◆ **Article**
━━━━

Harvest illustrations from periodicals¶
This notebook shows you how to harvest illustrations from Trove's digitised periodicals. It makes use of layout information generated by Trove's OCR processing to find the coordinates of illustrations on a digitised page. Using these coordinates the illustrations can be cropped from the page image and saved.
You can save illustrations from:
- a single page
- a complete issue
- a single article
- a search for periodical articles in the Magazines & Newsletters category
If you save illustrations from an article or a search for articles you'll probably find you get extra images that weren't in the article(s) you specified. This is because periodicals aren't segmented in the way that newspaper articles are. When you request an article, Trove basically just get redirects you to the first page on which that article appears. There's no way of knowing the boundaries of the article, so the code below just gets every image on every page on which the article appears.

━━━━

◆ **Stored rows**
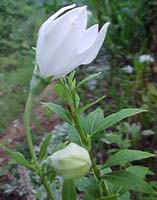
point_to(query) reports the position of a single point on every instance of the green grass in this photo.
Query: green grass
(14, 84)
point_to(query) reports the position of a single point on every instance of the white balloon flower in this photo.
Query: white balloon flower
(65, 43)
(71, 162)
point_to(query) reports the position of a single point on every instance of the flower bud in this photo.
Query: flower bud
(71, 162)
(64, 42)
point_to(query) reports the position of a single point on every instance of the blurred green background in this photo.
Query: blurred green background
(131, 34)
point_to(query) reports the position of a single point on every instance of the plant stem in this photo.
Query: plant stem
(27, 125)
(28, 109)
(47, 187)
(97, 174)
(85, 142)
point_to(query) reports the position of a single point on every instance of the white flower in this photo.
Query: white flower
(146, 58)
(71, 162)
(64, 43)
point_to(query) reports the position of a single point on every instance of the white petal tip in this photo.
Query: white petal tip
(71, 6)
(107, 23)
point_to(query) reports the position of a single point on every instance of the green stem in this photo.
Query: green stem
(98, 176)
(47, 187)
(28, 109)
(85, 142)
(78, 127)
(27, 125)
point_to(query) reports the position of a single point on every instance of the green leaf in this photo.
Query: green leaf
(61, 112)
(112, 197)
(88, 78)
(18, 157)
(128, 181)
(83, 108)
(94, 120)
(142, 171)
(44, 146)
(69, 190)
(125, 156)
(89, 186)
(116, 117)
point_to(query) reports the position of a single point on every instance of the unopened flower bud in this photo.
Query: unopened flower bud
(71, 162)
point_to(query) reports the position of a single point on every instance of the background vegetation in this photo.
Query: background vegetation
(133, 33)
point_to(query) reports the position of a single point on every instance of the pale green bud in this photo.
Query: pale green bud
(71, 162)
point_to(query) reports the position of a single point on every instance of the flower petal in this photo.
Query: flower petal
(90, 54)
(88, 38)
(54, 16)
(55, 51)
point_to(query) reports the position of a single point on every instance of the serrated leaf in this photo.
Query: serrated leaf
(18, 157)
(85, 107)
(93, 121)
(128, 181)
(60, 111)
(142, 171)
(69, 190)
(116, 117)
(44, 146)
(88, 78)
(125, 156)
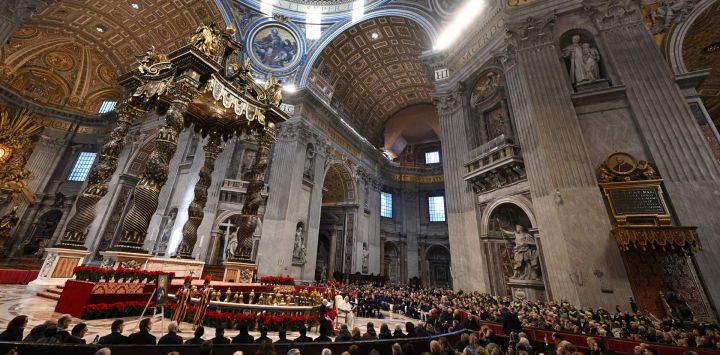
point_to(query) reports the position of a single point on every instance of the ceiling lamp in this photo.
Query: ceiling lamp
(463, 18)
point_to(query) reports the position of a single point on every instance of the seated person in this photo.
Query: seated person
(220, 336)
(243, 337)
(77, 334)
(171, 337)
(115, 336)
(323, 335)
(282, 335)
(303, 338)
(197, 339)
(263, 335)
(143, 336)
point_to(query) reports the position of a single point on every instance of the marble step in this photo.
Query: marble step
(51, 293)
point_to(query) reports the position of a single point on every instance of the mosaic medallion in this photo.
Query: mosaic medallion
(275, 48)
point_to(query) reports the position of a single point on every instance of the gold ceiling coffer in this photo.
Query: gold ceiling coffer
(637, 202)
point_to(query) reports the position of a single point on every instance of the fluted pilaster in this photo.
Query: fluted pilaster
(212, 148)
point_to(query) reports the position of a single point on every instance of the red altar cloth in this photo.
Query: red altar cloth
(17, 277)
(74, 297)
(77, 294)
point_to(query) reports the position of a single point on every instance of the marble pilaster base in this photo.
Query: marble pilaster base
(533, 290)
(125, 260)
(58, 267)
(239, 272)
(181, 267)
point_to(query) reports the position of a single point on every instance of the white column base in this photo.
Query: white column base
(181, 267)
(58, 267)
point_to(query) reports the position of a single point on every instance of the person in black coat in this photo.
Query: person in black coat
(197, 339)
(15, 329)
(77, 334)
(343, 334)
(220, 336)
(263, 335)
(303, 338)
(39, 331)
(171, 337)
(511, 323)
(243, 337)
(143, 336)
(323, 338)
(115, 337)
(282, 334)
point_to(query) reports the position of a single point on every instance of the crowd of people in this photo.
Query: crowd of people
(441, 308)
(439, 312)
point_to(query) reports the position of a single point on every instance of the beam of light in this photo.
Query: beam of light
(464, 17)
(266, 7)
(358, 10)
(313, 20)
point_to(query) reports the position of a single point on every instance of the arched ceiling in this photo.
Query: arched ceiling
(372, 70)
(69, 55)
(701, 50)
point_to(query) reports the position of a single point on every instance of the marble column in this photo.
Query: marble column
(672, 135)
(14, 13)
(463, 228)
(147, 190)
(570, 209)
(213, 147)
(282, 213)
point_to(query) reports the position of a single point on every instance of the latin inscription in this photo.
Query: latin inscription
(644, 200)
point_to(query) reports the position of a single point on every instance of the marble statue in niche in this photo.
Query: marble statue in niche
(299, 251)
(584, 61)
(366, 259)
(308, 171)
(526, 265)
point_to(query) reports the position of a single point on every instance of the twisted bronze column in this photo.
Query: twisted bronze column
(98, 179)
(247, 221)
(147, 190)
(212, 148)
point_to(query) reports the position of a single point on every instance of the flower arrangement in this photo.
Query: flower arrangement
(272, 321)
(277, 280)
(117, 309)
(95, 274)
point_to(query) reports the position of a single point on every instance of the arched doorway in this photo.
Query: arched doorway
(337, 217)
(439, 267)
(391, 263)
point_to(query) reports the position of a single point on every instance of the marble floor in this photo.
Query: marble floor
(17, 300)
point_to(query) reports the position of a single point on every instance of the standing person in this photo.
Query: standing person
(63, 325)
(77, 334)
(143, 336)
(15, 328)
(202, 305)
(171, 337)
(182, 299)
(115, 336)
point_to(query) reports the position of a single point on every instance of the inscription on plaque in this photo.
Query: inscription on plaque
(642, 200)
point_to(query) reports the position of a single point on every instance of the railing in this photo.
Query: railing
(495, 164)
(382, 346)
(234, 191)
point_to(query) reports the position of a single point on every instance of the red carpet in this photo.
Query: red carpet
(17, 277)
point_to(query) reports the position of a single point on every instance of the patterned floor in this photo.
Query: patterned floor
(18, 300)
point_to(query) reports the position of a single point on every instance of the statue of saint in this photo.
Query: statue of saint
(299, 248)
(525, 259)
(583, 61)
(366, 259)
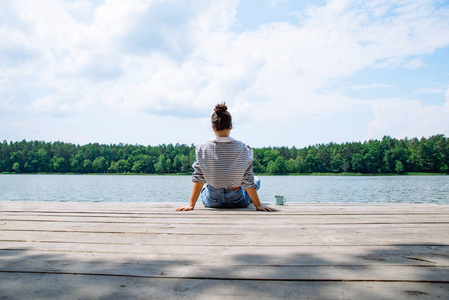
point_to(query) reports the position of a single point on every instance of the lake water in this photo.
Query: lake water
(152, 188)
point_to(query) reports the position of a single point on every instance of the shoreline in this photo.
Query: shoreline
(257, 174)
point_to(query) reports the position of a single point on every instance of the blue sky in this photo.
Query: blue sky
(293, 73)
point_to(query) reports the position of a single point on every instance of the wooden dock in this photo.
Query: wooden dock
(149, 251)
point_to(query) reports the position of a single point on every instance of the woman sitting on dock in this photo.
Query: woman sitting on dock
(223, 172)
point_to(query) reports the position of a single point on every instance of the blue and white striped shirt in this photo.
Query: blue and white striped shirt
(224, 162)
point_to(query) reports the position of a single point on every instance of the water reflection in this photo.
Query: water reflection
(336, 189)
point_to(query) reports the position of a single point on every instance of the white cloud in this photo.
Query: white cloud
(368, 86)
(414, 64)
(407, 118)
(179, 58)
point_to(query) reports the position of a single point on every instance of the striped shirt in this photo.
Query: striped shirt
(224, 163)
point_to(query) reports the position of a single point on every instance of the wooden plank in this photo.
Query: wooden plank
(189, 228)
(317, 208)
(29, 286)
(276, 255)
(386, 247)
(235, 219)
(184, 268)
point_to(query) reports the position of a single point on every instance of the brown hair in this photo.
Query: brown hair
(221, 118)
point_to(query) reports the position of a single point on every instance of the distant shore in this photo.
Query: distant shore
(258, 174)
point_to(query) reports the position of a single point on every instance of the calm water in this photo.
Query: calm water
(341, 189)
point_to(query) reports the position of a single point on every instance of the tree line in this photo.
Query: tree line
(389, 155)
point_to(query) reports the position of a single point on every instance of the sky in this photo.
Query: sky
(292, 73)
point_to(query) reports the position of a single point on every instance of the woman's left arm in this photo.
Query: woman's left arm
(252, 193)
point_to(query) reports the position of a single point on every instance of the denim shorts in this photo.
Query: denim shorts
(226, 198)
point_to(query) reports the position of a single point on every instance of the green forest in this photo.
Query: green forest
(386, 156)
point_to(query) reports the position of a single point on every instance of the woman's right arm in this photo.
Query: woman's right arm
(196, 190)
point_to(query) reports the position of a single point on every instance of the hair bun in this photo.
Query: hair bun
(220, 108)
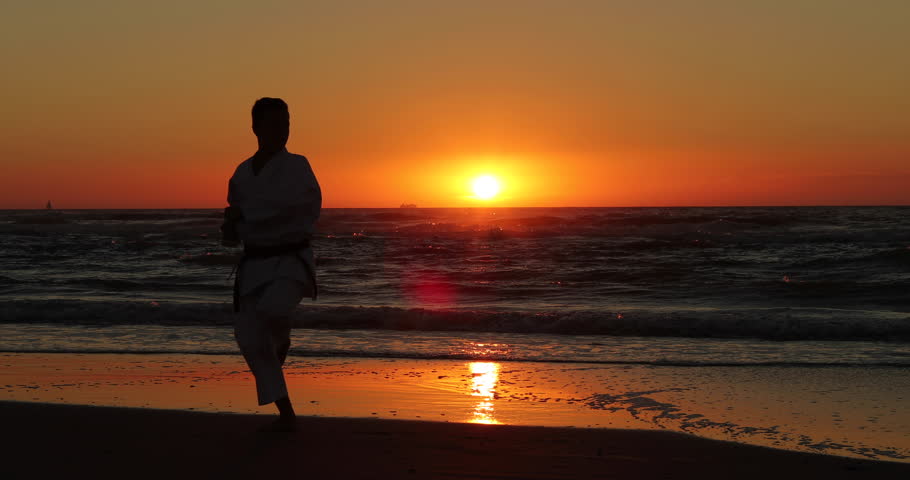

━━━━

◆ **Parts of the exercise**
• A. Revise the text on harvesting periodical illustrations from "You can save" to "the article appears.", replacing "Magazines & Newsletters" with "Magazines & Journals".
• B. Continue the text on harvesting periodical illustrations from the point where it ends.
The records have no connection to the text on harvesting periodical illustrations.

◆ **Answers given**
• A.
You can save illustrations from:
- a single page
- a complete issue
- a single article
- a search for periodical articles in the Magazines & Journals category
If you save illustrations from an article or a search for articles you'll probably find you get extra images that weren't in the article(s) you specified. This is because periodicals aren't segmented in the way that newspaper articles are. When you request an article, Trove basically just get redirects you to the first page on which that article appears. There's no way of knowing the boundaries of the article, so the code below just gets every image on every page on which the article appears.

• B.
OCR data¶
You can access OCR data for a page using the page's nla.obj
identifier. So if the page identifier is nla.obj-5253237
, you request the OCR data with the url:
https://nla.gov.au/nla.obj-5253237/ocr
The structure seems to vary a bit but, in general, illustrations turn up in objects under a zs
key, while text is under ps
. For illustrations, the t
key gives the type of illustration, while b
provides the coordinates (left, top, right, bottom) in a comma-separated string.
Illustration types¶
The illustration type names don't exactly match the illustration facets used in the web interface:
Web interface | OCR data |
---|---|
Illustrated | Illustration |
Photo | Content_Photo |
Map | Content_Map |
Graph | Content_Graph |
Cartoon | Content_Cartoon |
Music | Content_Music |
The OCR data also identifies advertisements. In the web interface, these are found by setting the category
facet to Advertising
. In the OCR data you need to look for the type Advertisement
. Advertisements are, of course, a combination of text and images. Sometimes the OCR coordinates enclose both the text and the images, other times there are separate sets of coordinates for the text and images. If they're separated, you'll get multiple images for a single advertisement, and there's no easy way of knowing which illustration is associated with which block of text.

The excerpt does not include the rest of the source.